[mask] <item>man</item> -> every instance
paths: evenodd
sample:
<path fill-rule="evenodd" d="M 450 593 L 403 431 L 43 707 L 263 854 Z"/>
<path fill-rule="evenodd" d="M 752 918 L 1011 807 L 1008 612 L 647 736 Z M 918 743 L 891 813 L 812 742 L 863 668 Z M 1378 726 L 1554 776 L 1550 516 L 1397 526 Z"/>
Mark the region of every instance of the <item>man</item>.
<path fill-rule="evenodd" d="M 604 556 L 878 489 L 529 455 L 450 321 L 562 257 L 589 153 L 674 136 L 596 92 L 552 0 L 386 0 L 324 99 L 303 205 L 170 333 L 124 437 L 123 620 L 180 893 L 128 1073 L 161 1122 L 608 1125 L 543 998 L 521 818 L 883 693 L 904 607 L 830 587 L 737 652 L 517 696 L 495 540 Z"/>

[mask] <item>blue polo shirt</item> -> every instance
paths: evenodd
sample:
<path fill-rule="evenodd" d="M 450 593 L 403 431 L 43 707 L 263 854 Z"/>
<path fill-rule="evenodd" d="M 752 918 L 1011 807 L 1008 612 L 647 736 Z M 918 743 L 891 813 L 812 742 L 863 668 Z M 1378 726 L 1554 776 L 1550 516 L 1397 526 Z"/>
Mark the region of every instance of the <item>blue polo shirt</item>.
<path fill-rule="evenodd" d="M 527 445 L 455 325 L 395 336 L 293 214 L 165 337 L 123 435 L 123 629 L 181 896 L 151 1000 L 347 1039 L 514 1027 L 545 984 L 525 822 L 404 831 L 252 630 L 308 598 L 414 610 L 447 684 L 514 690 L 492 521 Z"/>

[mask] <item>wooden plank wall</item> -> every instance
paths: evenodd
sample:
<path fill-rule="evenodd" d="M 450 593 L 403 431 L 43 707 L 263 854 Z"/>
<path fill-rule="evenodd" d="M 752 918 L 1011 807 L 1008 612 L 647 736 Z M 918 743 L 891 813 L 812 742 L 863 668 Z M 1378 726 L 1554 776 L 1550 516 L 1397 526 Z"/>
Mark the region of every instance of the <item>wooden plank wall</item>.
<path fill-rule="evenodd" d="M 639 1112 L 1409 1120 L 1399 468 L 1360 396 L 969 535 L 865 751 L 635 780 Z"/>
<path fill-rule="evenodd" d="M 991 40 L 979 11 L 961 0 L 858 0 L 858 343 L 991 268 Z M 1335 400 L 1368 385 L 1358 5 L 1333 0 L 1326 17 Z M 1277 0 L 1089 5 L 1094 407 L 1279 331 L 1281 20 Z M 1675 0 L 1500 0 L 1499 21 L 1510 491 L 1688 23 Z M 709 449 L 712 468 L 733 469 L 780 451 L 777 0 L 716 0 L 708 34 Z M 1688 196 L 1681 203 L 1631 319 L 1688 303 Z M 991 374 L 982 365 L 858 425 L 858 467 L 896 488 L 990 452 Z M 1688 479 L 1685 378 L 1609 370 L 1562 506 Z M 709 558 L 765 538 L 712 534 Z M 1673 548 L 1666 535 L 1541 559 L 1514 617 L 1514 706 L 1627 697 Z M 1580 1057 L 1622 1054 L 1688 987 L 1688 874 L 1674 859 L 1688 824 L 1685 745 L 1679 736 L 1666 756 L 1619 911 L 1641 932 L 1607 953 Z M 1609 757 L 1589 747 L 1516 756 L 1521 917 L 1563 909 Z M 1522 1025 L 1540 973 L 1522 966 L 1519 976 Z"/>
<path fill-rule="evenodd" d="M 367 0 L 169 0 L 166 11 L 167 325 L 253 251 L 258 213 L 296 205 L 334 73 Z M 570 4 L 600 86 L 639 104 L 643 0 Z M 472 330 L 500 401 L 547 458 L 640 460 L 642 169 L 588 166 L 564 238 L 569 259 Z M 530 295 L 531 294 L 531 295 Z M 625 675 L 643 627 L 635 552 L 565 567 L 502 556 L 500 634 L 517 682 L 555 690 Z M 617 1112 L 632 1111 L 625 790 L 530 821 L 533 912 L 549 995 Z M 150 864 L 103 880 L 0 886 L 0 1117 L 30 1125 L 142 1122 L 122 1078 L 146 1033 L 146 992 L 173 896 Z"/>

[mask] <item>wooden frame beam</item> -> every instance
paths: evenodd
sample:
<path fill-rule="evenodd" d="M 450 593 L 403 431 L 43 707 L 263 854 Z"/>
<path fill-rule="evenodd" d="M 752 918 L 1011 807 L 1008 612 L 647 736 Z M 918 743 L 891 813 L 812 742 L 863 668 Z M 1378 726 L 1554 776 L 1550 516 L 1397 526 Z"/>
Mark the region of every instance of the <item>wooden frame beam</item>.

Task requirements =
Each line above where the word "frame" occurs should be copied out.

Result for this exercise =
[mask] <item>wooden frame beam</item> -> every instance
Mark the region of every instance of the <item>wooden frame beam</item>.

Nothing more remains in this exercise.